-------- Material for the task

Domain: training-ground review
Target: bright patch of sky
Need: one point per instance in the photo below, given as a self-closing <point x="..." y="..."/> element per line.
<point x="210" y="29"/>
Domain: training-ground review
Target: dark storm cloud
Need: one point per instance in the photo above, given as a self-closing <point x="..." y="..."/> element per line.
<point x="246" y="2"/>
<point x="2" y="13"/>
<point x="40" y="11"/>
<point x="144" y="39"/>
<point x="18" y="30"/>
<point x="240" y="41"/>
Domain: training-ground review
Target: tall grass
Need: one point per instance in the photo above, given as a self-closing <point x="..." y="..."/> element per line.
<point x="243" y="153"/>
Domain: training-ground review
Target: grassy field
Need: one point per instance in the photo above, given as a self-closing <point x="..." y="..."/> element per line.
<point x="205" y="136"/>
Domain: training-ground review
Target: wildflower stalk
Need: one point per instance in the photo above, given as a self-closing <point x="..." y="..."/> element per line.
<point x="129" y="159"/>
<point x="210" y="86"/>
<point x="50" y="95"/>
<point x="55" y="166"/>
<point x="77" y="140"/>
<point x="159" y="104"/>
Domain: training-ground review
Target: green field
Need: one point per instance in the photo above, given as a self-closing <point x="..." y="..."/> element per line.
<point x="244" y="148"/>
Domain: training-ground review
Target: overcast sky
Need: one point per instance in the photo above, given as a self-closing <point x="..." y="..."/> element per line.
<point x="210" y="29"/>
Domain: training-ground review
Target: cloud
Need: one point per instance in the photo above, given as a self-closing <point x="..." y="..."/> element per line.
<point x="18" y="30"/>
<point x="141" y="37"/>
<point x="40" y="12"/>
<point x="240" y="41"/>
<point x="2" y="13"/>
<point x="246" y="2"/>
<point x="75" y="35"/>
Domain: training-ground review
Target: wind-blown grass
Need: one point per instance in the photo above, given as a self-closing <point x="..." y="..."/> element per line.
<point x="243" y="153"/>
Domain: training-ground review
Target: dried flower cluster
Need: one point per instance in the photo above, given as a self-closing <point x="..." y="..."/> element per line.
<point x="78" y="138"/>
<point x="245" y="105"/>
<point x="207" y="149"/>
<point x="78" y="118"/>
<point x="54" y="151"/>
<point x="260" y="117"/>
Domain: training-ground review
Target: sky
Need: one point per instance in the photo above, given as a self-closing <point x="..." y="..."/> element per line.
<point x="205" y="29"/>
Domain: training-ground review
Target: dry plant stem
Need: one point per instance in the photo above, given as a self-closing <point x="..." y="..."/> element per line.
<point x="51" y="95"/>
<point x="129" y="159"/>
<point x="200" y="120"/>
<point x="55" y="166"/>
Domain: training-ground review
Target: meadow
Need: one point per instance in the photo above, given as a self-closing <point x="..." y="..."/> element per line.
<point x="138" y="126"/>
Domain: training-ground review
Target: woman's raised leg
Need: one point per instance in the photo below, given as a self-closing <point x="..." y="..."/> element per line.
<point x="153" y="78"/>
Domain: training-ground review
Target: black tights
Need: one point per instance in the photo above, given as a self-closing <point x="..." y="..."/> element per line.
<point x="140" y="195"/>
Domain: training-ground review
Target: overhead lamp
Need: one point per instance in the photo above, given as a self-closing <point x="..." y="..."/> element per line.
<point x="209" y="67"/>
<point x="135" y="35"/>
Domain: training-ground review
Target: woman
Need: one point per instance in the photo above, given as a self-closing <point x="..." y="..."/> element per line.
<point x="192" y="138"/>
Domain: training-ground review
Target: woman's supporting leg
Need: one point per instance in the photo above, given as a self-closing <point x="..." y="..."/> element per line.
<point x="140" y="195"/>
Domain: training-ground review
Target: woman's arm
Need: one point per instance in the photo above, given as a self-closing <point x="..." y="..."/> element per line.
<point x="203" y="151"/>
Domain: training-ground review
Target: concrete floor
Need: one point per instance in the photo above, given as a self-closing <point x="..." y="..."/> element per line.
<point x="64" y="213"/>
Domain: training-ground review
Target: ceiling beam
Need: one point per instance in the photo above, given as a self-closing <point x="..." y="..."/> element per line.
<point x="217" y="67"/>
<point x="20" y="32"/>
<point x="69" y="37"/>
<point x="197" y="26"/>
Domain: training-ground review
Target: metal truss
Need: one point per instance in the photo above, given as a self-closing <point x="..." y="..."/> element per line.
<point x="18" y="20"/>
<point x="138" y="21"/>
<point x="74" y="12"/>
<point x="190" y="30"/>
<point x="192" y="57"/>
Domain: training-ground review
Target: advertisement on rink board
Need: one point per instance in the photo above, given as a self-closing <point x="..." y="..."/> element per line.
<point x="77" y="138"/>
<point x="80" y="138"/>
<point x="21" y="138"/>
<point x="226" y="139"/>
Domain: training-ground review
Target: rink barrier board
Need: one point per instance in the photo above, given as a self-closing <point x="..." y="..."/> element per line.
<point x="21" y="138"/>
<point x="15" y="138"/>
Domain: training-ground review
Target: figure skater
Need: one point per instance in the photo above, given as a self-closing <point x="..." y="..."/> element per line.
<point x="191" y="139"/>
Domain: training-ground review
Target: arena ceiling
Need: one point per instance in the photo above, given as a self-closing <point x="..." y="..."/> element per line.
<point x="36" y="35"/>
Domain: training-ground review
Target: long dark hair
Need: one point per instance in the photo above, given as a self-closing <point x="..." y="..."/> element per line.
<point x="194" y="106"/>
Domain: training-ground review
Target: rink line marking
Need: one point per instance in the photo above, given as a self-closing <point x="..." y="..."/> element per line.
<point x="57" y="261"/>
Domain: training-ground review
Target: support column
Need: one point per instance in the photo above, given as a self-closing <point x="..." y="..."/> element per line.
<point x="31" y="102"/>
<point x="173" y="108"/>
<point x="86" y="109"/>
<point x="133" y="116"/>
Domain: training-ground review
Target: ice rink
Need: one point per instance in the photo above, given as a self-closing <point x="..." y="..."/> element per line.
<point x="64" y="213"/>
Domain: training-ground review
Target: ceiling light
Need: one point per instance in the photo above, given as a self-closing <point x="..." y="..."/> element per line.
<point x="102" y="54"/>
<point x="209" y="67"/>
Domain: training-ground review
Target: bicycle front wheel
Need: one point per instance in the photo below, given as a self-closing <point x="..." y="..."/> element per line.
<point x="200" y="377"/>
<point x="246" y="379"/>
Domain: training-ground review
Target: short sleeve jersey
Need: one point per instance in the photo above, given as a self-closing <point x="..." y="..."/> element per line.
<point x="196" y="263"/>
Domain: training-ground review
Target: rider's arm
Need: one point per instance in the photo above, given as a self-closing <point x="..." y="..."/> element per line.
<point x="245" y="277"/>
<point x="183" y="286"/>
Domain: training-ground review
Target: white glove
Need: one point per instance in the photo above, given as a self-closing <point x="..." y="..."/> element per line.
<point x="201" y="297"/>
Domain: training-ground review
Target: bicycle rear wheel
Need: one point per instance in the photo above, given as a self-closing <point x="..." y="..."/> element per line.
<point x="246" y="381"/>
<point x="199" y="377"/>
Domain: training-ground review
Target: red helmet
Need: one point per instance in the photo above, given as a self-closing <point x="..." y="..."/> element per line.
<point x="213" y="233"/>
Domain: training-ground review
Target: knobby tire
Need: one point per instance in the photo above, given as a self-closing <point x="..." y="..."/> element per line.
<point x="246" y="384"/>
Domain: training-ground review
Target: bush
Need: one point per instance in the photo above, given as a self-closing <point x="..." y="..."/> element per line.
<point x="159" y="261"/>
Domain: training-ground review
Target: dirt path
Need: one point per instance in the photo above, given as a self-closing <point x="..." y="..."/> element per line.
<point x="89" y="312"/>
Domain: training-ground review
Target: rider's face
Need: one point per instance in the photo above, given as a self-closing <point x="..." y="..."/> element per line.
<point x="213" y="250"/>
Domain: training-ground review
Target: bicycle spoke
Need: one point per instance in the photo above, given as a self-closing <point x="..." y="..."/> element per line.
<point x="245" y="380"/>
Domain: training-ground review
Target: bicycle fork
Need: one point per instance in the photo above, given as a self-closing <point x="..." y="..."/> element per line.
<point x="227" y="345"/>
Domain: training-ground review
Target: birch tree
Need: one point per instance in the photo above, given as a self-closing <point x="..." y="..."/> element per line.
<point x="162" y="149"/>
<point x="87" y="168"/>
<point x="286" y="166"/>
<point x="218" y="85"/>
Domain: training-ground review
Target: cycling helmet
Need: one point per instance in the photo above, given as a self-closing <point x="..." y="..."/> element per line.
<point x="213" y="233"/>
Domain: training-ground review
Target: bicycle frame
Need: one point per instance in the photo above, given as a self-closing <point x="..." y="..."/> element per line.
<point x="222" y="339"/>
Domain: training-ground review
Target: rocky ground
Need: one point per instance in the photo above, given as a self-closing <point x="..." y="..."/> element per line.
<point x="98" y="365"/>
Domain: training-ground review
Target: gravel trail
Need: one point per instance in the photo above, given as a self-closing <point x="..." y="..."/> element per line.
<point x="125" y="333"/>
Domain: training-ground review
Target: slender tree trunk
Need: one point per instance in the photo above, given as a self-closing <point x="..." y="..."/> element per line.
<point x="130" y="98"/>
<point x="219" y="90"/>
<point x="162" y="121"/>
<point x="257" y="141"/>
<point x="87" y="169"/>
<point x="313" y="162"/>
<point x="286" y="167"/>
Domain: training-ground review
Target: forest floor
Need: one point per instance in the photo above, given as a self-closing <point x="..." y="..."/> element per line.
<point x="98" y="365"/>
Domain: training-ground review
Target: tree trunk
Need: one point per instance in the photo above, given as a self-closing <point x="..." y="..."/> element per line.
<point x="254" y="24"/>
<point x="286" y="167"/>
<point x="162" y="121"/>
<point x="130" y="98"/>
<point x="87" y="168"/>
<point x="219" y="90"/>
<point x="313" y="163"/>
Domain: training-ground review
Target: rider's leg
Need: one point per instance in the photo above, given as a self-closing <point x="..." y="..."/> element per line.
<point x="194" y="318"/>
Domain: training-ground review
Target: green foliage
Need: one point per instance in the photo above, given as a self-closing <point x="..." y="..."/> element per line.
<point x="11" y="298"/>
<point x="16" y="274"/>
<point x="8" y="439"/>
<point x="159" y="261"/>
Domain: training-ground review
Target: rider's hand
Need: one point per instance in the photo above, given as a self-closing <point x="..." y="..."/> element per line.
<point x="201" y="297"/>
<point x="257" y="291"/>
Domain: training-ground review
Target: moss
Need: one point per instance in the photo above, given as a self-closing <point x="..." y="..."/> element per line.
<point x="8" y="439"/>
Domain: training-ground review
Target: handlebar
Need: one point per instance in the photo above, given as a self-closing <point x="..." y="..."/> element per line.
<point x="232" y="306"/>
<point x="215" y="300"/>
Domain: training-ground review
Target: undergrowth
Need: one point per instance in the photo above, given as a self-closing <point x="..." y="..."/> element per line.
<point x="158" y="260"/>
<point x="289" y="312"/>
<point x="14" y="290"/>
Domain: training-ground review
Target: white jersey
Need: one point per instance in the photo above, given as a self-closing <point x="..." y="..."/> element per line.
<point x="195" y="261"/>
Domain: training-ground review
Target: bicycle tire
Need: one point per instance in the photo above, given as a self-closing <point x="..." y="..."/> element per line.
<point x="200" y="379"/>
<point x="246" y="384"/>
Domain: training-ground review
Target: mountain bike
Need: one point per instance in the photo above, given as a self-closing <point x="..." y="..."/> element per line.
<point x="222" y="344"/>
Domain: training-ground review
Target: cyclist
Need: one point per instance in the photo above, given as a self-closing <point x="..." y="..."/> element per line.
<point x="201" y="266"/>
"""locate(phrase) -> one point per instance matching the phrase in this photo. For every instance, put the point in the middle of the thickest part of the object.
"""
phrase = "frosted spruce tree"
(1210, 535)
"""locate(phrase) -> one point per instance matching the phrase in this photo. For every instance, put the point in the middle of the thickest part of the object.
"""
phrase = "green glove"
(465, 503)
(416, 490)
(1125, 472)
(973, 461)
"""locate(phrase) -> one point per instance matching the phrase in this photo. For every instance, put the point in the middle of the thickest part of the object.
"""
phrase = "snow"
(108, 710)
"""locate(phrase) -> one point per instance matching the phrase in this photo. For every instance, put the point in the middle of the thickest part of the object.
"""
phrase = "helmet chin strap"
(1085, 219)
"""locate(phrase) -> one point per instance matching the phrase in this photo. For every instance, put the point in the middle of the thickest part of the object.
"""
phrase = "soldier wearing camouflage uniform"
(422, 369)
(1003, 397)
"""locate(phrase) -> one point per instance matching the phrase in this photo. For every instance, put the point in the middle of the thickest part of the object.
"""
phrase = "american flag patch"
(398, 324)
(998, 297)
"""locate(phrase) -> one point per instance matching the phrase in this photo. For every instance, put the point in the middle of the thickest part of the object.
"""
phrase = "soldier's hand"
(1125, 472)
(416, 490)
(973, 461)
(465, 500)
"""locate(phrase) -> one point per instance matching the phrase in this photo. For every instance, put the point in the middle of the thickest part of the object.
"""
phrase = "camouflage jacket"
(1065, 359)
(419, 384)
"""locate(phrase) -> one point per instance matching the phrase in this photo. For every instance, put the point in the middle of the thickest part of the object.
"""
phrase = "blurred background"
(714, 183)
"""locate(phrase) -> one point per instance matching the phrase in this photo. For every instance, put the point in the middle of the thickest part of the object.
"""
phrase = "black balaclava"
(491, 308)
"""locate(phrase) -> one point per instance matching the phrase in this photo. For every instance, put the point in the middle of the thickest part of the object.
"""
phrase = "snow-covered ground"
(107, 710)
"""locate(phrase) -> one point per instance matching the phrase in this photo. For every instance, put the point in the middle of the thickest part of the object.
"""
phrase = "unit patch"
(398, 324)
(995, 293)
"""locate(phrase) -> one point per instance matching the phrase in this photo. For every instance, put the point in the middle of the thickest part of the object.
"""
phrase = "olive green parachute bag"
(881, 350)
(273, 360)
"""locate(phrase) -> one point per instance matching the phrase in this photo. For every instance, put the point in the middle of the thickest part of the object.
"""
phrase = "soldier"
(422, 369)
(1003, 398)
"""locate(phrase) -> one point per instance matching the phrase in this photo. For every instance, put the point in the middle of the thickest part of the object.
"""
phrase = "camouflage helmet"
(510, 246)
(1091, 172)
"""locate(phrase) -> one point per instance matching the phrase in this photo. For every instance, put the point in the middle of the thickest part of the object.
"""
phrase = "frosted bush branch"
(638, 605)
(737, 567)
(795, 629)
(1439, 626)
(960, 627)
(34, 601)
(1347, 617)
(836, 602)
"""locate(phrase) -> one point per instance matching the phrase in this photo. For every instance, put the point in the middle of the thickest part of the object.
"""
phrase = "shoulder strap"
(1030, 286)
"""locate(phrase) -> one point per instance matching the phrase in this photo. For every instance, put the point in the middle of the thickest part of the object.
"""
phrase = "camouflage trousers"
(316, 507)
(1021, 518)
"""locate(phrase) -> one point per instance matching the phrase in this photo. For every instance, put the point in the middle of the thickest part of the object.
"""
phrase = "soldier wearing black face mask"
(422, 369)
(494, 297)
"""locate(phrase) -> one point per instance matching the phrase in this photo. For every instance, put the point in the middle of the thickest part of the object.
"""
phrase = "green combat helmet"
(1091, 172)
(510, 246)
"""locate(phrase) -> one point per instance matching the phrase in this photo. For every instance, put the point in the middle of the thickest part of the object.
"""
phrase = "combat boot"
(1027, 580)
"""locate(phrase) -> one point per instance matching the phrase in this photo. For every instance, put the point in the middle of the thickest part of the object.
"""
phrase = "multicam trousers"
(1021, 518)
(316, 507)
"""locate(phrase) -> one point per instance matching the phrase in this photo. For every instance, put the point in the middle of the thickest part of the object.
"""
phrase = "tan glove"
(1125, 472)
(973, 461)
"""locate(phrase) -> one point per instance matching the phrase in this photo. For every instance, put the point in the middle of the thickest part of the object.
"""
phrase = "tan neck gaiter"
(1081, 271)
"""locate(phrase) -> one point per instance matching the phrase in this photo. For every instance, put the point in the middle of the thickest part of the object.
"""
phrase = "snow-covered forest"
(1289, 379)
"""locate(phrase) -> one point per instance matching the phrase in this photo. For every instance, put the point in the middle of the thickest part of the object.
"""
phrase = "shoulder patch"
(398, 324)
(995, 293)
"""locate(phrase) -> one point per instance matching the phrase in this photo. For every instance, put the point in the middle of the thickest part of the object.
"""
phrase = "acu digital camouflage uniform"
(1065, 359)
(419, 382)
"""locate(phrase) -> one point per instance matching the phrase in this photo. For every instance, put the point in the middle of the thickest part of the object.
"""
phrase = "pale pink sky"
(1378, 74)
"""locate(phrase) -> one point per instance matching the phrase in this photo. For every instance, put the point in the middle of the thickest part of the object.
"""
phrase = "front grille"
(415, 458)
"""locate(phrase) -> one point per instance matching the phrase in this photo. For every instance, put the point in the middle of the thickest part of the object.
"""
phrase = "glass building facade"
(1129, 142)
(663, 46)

----------------

[Problem statement]
Stop after the line containing "Target: dark storm cloud": print exactly the lines from the start of the entries above up to it, that line included.

[Response to this task]
Domain: training-ground review
Target: bright patch of sky
Need: one point per instance in the photo below, given as a self-closing <point x="..." y="..."/> element per line.
<point x="210" y="29"/>
Domain: training-ground review
Target: dark storm cloud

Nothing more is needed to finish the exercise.